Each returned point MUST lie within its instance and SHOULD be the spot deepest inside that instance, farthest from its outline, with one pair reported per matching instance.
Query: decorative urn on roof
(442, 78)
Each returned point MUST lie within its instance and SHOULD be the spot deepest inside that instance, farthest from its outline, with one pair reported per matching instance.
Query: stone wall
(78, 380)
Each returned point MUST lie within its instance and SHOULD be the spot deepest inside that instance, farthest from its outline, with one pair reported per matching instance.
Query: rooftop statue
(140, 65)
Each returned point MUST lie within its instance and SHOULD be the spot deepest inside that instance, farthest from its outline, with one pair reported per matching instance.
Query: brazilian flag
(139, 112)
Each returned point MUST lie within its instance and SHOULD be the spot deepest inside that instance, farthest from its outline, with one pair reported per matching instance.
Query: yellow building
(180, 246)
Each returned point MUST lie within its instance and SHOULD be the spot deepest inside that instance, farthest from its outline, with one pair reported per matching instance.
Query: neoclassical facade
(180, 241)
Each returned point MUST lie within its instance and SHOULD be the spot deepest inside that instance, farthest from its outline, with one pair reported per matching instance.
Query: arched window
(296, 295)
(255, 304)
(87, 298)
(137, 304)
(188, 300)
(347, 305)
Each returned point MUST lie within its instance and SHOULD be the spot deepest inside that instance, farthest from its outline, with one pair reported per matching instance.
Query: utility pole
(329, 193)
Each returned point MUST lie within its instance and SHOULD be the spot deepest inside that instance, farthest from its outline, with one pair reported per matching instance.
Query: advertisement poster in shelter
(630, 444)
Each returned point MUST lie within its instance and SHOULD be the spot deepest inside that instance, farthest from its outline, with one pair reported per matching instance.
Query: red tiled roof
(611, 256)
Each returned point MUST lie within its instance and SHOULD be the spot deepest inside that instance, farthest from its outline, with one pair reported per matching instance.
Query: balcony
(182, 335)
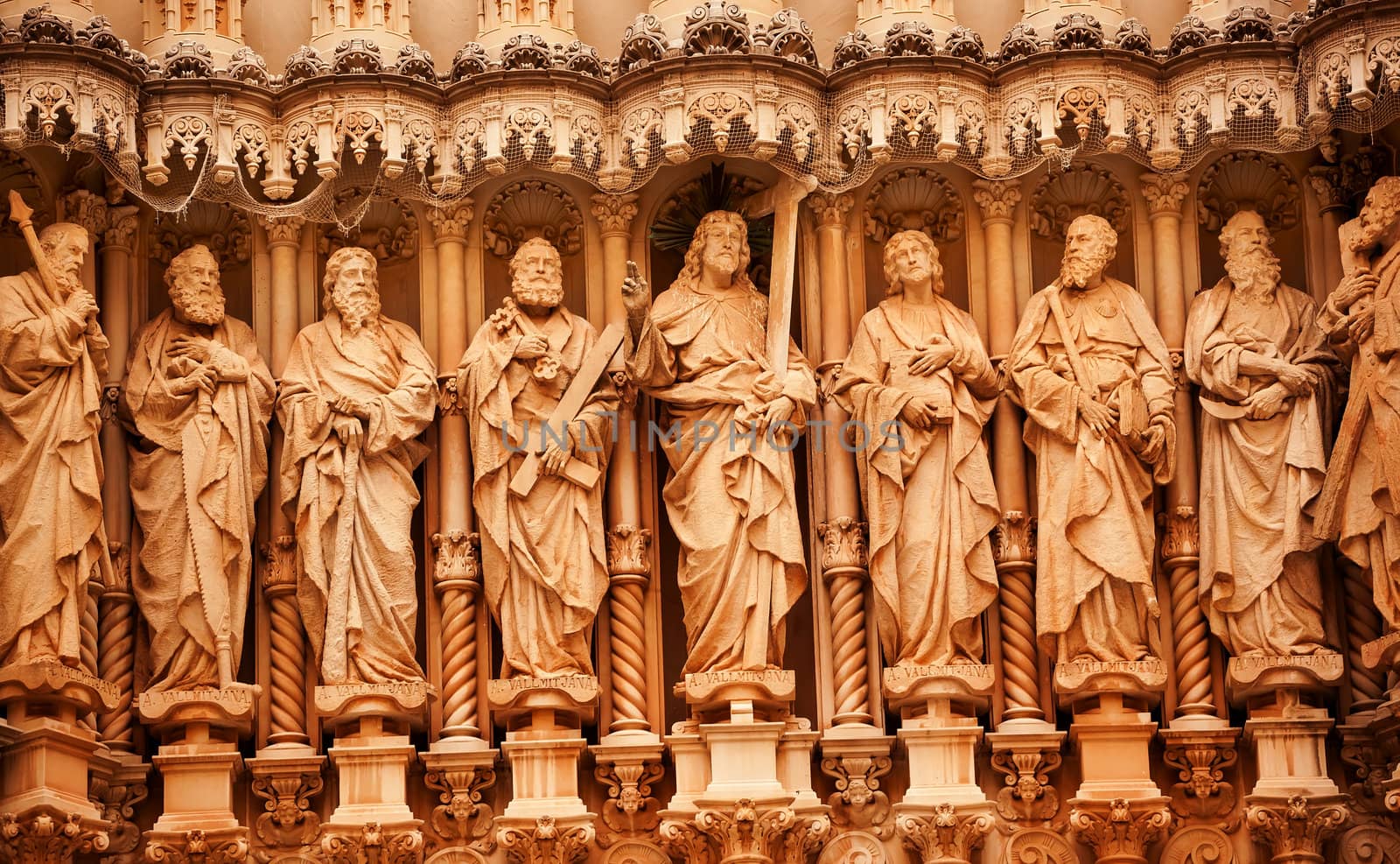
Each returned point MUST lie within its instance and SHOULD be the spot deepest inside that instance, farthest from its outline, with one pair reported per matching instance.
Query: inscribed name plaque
(37, 682)
(760, 685)
(1144, 678)
(228, 707)
(956, 682)
(573, 693)
(1255, 675)
(405, 700)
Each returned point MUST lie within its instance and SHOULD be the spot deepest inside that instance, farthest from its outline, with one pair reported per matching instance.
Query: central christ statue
(700, 350)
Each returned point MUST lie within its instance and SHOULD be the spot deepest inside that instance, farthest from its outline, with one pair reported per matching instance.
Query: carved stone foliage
(1028, 796)
(373, 843)
(1297, 826)
(46, 838)
(224, 230)
(945, 836)
(289, 818)
(546, 842)
(1369, 845)
(630, 810)
(1063, 196)
(1199, 845)
(858, 801)
(718, 28)
(1248, 181)
(532, 209)
(389, 228)
(916, 199)
(461, 815)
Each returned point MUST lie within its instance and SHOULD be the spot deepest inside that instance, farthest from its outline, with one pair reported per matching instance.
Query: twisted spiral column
(1180, 556)
(844, 566)
(1364, 623)
(629, 566)
(1015, 551)
(458, 583)
(116, 651)
(287, 646)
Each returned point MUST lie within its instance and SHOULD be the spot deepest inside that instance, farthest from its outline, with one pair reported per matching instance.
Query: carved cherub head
(720, 245)
(910, 256)
(538, 275)
(1379, 213)
(192, 280)
(1089, 245)
(65, 245)
(352, 287)
(1248, 249)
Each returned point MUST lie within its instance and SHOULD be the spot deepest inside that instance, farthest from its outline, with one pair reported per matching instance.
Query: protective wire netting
(812, 130)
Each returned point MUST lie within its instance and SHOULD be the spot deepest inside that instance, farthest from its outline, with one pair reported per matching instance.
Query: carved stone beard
(1376, 219)
(538, 292)
(1078, 270)
(198, 304)
(1253, 272)
(357, 307)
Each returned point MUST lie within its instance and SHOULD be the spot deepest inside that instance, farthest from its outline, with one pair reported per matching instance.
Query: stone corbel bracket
(46, 835)
(1119, 829)
(1295, 829)
(198, 846)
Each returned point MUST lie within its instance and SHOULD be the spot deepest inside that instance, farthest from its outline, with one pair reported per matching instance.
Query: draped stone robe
(732, 502)
(1259, 478)
(1360, 503)
(354, 509)
(51, 472)
(1096, 532)
(928, 493)
(198, 464)
(543, 556)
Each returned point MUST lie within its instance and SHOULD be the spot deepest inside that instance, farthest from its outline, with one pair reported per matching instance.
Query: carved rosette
(630, 811)
(48, 838)
(1119, 831)
(629, 551)
(461, 818)
(458, 562)
(289, 818)
(1297, 829)
(1166, 193)
(1028, 796)
(1201, 790)
(945, 836)
(858, 801)
(613, 212)
(844, 548)
(198, 846)
(546, 842)
(373, 843)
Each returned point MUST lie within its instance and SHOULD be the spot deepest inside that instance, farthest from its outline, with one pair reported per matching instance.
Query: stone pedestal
(1026, 751)
(371, 755)
(459, 770)
(286, 777)
(44, 772)
(200, 763)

WHAT YOU HAVE TO DO »
All of the material above is to be retyped exactly, with no pictures included.

ANSWER FOR THIS EXERCISE »
Each returned point MUST lie within its instance and SHOULD be the spot deepest inside that instance, farthest from its outline, with one pair reported per matching instance.
Query: decorative urn on roof
(442, 78)
Each returned point MUST lie within its instance and SHOULD be the spot deepest inside that instance, farthest from its outline, with one pair reported per matching instance.
Query: stone wall
(78, 380)
Each returned point MUST lie within its instance and SHOULD be the spot deepest inside that instance, farthest from its outline, with one pair reported per matching instance.
Query: rooftop statue
(140, 65)
Each returned point MUST lie within its instance and SHOULD be the spot deepest inside that instance, farthest from its outline, with one pair reported per matching instance.
Query: brazilian flag
(139, 112)
Each returned point MUST lie within its instance and SHOULD be the spot deepest inside that instance, farthest from its outline, with one pair reported per matching instance.
Query: yellow building
(180, 246)
Each returned point MUST lie within its instance and SHOULD be the spot deepest inside that instance, farthest from its outline, with one pair reported per matching instance.
Query: neoclassical facade
(180, 241)
Each returned point MUST lie within its instance and SHOULD be the spot deepest inside that instance, farthest from its outline, with one pair reported per matching instance.
Query: arched window
(296, 295)
(255, 304)
(87, 298)
(137, 304)
(188, 300)
(347, 305)
Each returned point MUST lie within its instance and SHOULD be the spot deepest inside that instance, farthest from its outline, with one pair reported per matching instance.
Query: utility pole
(329, 193)
Each returned point MUST lie within its instance and SHOULD be the spot deepest inside that instance, farthest from its outline, with one pair reported per matching instance.
Query: advertisement poster in shelter
(630, 444)
Each returned point MUST lie within its instance and SHOULD be the spot deepest inside that instance, farthest from its outline, with one pair reported per matching instance.
Query: red tiled roof
(611, 256)
Each returned point MUST lie within its instance and SHOULD be the spot deepest inside that instance, farthest from its outline, with one pair reported per matching instance.
Query: balcony
(182, 335)
Each returned point MUST lie within its instance and SHOULD be the spot deepest inside that instance, farthest from its outline, with one pair reported per matching instance.
Query: inscribed name plaque
(37, 682)
(760, 685)
(1144, 678)
(228, 707)
(956, 682)
(573, 693)
(1255, 675)
(405, 700)
Each returned point MUST lie within its instance and SHOULD be the spot deepest inside that instance, farthest from its outline, with one pair reported per matching instance.
Query: central christ statue
(700, 350)
Each returned point MUST lie within its instance and SHOULD be the spot deepest inside that instance, farthest from its outline, with one pair reported per matching instance.
Query: carved stone foliage
(1028, 796)
(373, 843)
(1297, 826)
(46, 838)
(224, 230)
(945, 836)
(289, 818)
(546, 842)
(1369, 845)
(630, 810)
(1063, 196)
(1199, 845)
(858, 801)
(718, 28)
(1248, 181)
(532, 209)
(389, 228)
(916, 199)
(461, 815)
Each returned point MUST lie within its instance and SHOULD be the spot deepest inside that instance, farthest from its outline, with one pair reported per matching instance.
Query: twisted spiral column
(1180, 556)
(844, 566)
(1364, 623)
(629, 566)
(1015, 551)
(458, 583)
(116, 651)
(287, 646)
Each returned point MUST lie within its instance and SHOULD be the spot deepest inside that instance, farthest from its outline, with one pair reported per matching instance.
Query: carved cherub head
(720, 245)
(910, 256)
(538, 275)
(1379, 213)
(192, 280)
(1089, 245)
(65, 245)
(352, 287)
(1248, 249)
Each returned point MUST lie within its instance and SHOULD be the spot deepest inside that instance, farthest from its outline, with one pair reported per matching instance.
Query: protective wire netting
(812, 130)
Each returned point MUST lie within its instance and SHOULD be the spot deepest inside that instance, farthest from its outline, with one pair reported per matching instance.
Query: carved stone beard
(1376, 219)
(538, 292)
(1078, 270)
(198, 304)
(1253, 272)
(357, 307)
Each returned point MUST lie within its instance and SHOULD be the spot deepest inside that instance, farthest from its outline, with one pair reported per matching instance.
Query: stone corbel bracket
(46, 835)
(1119, 829)
(1295, 829)
(198, 846)
Each returned point MUST lie within its instance and SHOULD be the spot deepest inside that instance, farthest from its outline, with one pair reported per matching instance.
Query: draped stone robe
(732, 502)
(1259, 478)
(1360, 503)
(354, 509)
(51, 472)
(1096, 532)
(928, 493)
(198, 464)
(543, 556)
Each returned point MUST lie within its instance and SHOULD be the spot deepest inside that instance, farthest from its outline, with one pair reported per matching instance.
Query: carved rosette
(630, 811)
(48, 838)
(1119, 831)
(629, 551)
(461, 818)
(458, 562)
(289, 818)
(1297, 829)
(1166, 193)
(1028, 796)
(1201, 790)
(945, 836)
(858, 801)
(613, 212)
(844, 548)
(198, 846)
(546, 842)
(373, 843)
Each returned point MUST lie within its instance and SHOULD be the spot deepest inside that instance, farthest from its outline, with one pair reported per matching instance.
Query: stone pedestal
(1026, 751)
(371, 755)
(459, 770)
(286, 777)
(44, 772)
(200, 763)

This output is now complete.